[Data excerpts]
◇ ◇ ◇ ◇
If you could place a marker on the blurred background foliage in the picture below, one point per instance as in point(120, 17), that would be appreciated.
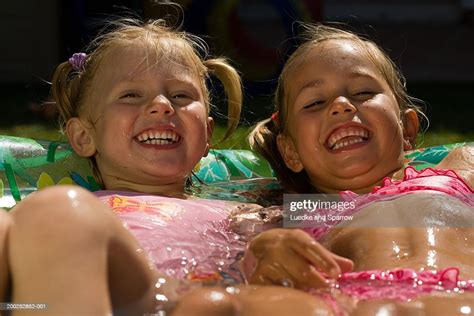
point(430, 40)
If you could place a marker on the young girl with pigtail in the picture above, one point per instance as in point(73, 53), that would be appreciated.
point(137, 104)
point(342, 123)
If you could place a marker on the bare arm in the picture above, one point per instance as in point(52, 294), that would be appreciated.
point(461, 160)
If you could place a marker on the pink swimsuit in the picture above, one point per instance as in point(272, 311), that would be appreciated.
point(401, 284)
point(426, 180)
point(185, 239)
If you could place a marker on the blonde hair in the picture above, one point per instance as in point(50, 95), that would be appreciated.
point(71, 86)
point(263, 137)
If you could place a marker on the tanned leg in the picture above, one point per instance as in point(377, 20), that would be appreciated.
point(5, 223)
point(68, 250)
point(250, 301)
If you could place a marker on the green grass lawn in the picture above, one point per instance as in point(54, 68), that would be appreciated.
point(237, 141)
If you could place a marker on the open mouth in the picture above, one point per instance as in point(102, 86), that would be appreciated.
point(344, 137)
point(158, 137)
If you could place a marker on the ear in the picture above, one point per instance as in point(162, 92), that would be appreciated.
point(80, 138)
point(410, 129)
point(210, 129)
point(287, 150)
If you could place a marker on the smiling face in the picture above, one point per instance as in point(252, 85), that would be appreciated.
point(145, 120)
point(344, 127)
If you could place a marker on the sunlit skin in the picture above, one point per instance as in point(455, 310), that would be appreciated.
point(130, 100)
point(337, 87)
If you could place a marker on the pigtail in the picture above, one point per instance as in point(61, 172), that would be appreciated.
point(231, 81)
point(61, 92)
point(263, 139)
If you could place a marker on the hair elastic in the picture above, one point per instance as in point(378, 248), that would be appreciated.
point(275, 117)
point(78, 61)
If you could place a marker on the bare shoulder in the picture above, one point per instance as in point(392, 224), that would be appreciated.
point(461, 160)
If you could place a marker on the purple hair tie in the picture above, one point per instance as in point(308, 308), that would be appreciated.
point(77, 61)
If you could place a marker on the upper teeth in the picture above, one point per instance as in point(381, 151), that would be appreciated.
point(359, 133)
point(158, 137)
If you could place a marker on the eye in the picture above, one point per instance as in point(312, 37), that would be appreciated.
point(178, 96)
point(130, 95)
point(317, 103)
point(364, 94)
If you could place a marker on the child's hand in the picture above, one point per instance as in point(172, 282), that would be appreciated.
point(249, 220)
point(291, 257)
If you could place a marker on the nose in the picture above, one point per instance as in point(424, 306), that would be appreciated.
point(160, 105)
point(342, 105)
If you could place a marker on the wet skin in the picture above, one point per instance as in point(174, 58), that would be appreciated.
point(409, 241)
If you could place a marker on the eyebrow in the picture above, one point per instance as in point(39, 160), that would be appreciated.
point(353, 75)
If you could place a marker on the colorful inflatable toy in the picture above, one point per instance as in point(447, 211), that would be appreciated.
point(27, 165)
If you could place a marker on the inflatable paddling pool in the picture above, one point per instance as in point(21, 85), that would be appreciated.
point(27, 165)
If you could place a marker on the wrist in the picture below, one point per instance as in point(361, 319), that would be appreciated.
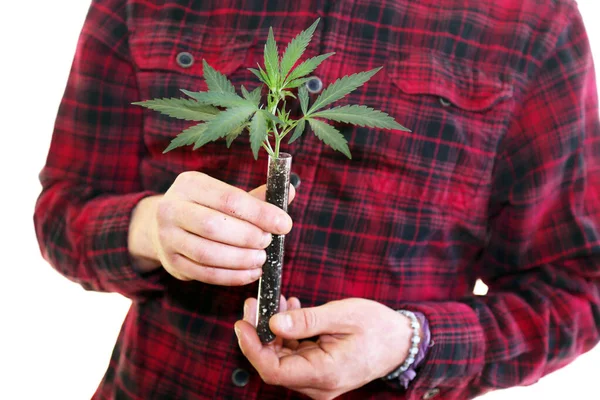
point(418, 341)
point(140, 243)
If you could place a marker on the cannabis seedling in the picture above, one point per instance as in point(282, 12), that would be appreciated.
point(223, 113)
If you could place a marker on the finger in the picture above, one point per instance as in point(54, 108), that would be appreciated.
point(261, 192)
point(307, 322)
point(294, 303)
point(218, 227)
point(290, 369)
point(213, 254)
point(233, 201)
point(214, 276)
point(250, 307)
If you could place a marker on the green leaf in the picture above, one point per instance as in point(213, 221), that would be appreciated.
point(296, 48)
point(231, 136)
point(186, 109)
point(361, 116)
point(272, 117)
point(255, 95)
point(341, 88)
point(272, 59)
point(260, 75)
point(296, 83)
point(287, 93)
point(187, 137)
point(218, 99)
point(330, 136)
point(307, 67)
point(224, 123)
point(298, 131)
point(303, 96)
point(258, 133)
point(245, 92)
point(216, 81)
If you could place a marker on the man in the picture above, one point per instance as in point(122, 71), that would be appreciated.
point(499, 180)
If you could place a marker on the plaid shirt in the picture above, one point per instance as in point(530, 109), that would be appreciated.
point(499, 180)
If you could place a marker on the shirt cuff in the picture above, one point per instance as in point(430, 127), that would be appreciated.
point(106, 240)
point(407, 376)
point(458, 352)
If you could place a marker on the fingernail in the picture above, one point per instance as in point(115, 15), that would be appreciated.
point(260, 258)
point(255, 273)
point(283, 321)
point(282, 224)
point(267, 238)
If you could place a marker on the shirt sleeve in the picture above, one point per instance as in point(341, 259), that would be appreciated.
point(91, 179)
point(542, 261)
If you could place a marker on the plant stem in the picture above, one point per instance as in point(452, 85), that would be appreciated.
point(268, 149)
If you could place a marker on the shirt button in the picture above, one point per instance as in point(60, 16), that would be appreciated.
point(431, 393)
point(314, 84)
point(185, 59)
point(240, 377)
point(444, 102)
point(295, 180)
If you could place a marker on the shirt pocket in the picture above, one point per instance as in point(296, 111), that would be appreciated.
point(160, 74)
point(457, 113)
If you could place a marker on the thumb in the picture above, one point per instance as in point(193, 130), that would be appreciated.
point(307, 322)
point(260, 193)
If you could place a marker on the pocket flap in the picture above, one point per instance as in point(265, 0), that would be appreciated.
point(465, 86)
point(158, 49)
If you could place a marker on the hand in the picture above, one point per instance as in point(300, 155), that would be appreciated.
point(359, 341)
point(206, 230)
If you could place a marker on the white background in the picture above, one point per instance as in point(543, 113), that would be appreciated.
point(55, 338)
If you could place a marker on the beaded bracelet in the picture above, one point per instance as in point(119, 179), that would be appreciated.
point(414, 349)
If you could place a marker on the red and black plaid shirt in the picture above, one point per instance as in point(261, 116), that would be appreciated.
point(499, 180)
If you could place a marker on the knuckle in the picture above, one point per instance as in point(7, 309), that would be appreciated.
point(165, 211)
point(163, 236)
point(187, 178)
point(208, 275)
point(332, 381)
point(230, 202)
point(210, 226)
point(200, 253)
point(270, 379)
point(309, 319)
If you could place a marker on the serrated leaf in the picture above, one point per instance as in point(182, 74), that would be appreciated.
point(361, 116)
point(224, 123)
point(258, 132)
point(330, 136)
point(255, 95)
point(298, 131)
point(186, 109)
point(296, 48)
point(187, 137)
point(272, 58)
point(287, 93)
point(231, 136)
point(296, 83)
point(218, 99)
point(341, 88)
point(307, 67)
point(303, 96)
point(260, 76)
point(245, 93)
point(216, 81)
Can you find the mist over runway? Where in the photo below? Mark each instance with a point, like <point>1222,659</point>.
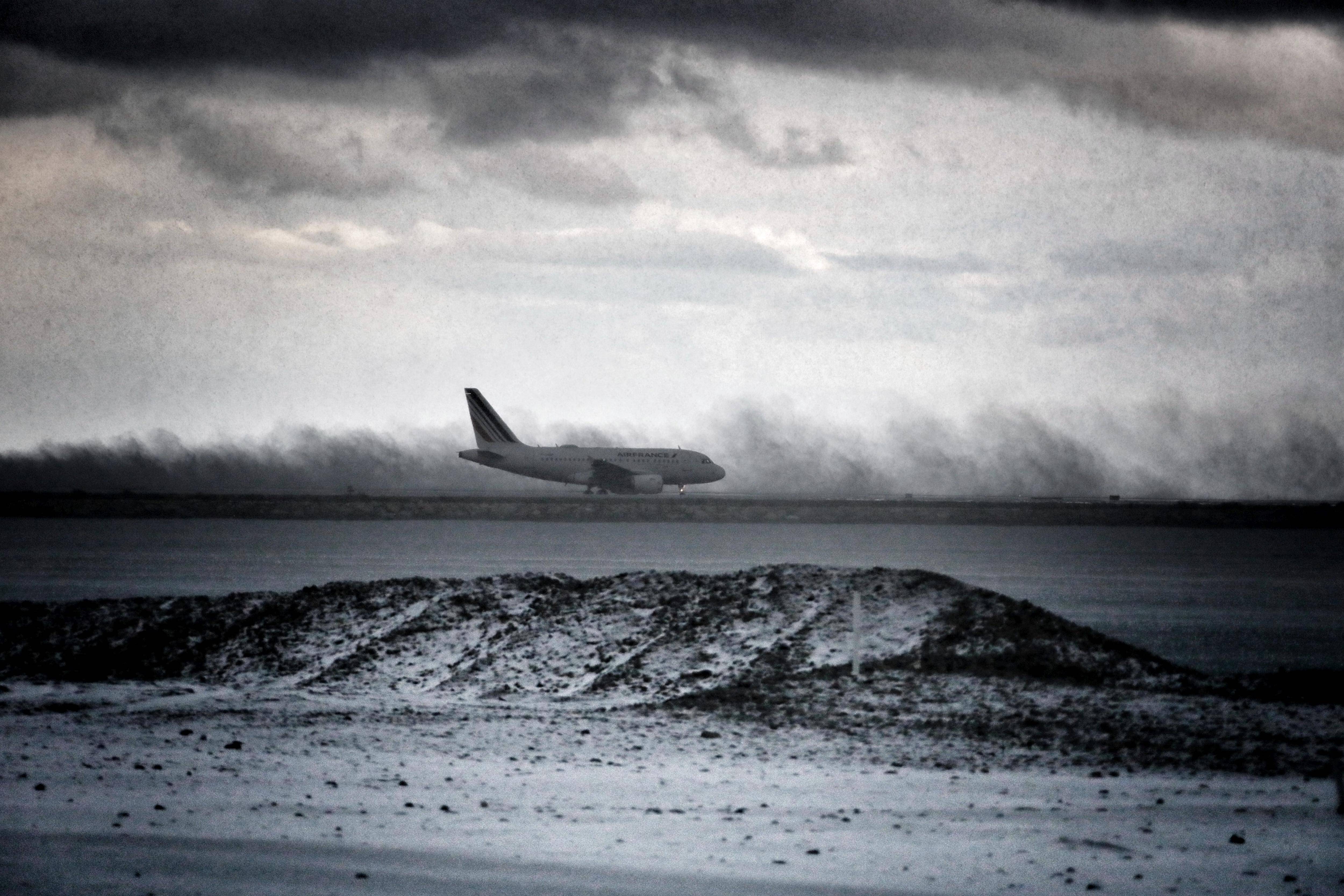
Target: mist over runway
<point>1159,451</point>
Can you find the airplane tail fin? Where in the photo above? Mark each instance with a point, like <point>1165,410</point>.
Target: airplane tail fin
<point>490,428</point>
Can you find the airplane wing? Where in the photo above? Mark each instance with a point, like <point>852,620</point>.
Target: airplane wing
<point>613,477</point>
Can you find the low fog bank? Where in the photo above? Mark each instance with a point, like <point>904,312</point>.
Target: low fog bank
<point>1164,449</point>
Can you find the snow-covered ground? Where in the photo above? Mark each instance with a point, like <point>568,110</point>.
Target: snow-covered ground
<point>634,789</point>
<point>666,726</point>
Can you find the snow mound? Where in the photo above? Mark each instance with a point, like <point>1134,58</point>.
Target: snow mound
<point>642,637</point>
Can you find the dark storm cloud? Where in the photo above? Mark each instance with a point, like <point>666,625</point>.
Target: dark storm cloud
<point>303,460</point>
<point>566,81</point>
<point>556,85</point>
<point>1160,451</point>
<point>35,84</point>
<point>800,150</point>
<point>331,33</point>
<point>273,156</point>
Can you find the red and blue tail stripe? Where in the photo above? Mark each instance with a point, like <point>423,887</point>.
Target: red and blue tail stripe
<point>487,424</point>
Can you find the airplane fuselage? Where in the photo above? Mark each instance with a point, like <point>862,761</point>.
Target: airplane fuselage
<point>625,471</point>
<point>582,465</point>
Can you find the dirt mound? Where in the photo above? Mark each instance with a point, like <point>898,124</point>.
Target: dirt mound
<point>634,637</point>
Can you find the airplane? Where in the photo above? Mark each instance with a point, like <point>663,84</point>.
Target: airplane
<point>601,469</point>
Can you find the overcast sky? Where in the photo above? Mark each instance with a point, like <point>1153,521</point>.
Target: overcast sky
<point>662,220</point>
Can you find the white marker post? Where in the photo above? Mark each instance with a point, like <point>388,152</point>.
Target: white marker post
<point>854,639</point>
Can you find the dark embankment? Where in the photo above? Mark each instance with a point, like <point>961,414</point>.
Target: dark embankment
<point>956,675</point>
<point>573,507</point>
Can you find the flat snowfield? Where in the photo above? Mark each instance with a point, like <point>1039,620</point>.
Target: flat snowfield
<point>138,789</point>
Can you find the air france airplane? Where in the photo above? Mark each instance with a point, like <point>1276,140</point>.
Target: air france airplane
<point>621,471</point>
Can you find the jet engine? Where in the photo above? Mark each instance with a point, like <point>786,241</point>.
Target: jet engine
<point>647,483</point>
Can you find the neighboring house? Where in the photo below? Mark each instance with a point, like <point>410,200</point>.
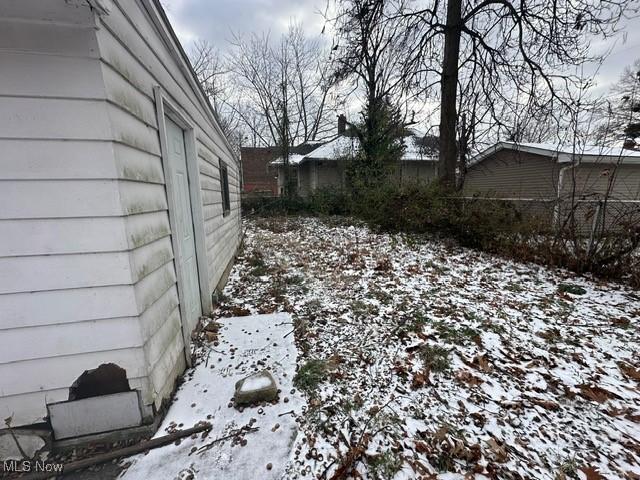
◇ ◇ ◇ ◇
[EXERCISE OBJECTIVE]
Taking the records above, retype every line from the one with "Target: dirt mound" down to the one with "Can you find the overcast", exactly and with nothing else.

[OUTPUT BELOW]
Target: dirt mound
<point>634,637</point>
Can you find the airplane? Where in the photo above? Mark each instance with a point, like <point>663,84</point>.
Target: airplane
<point>601,469</point>
Can you find the overcast sky? Where in the photo above? Mark each instance with a point, like <point>1153,521</point>.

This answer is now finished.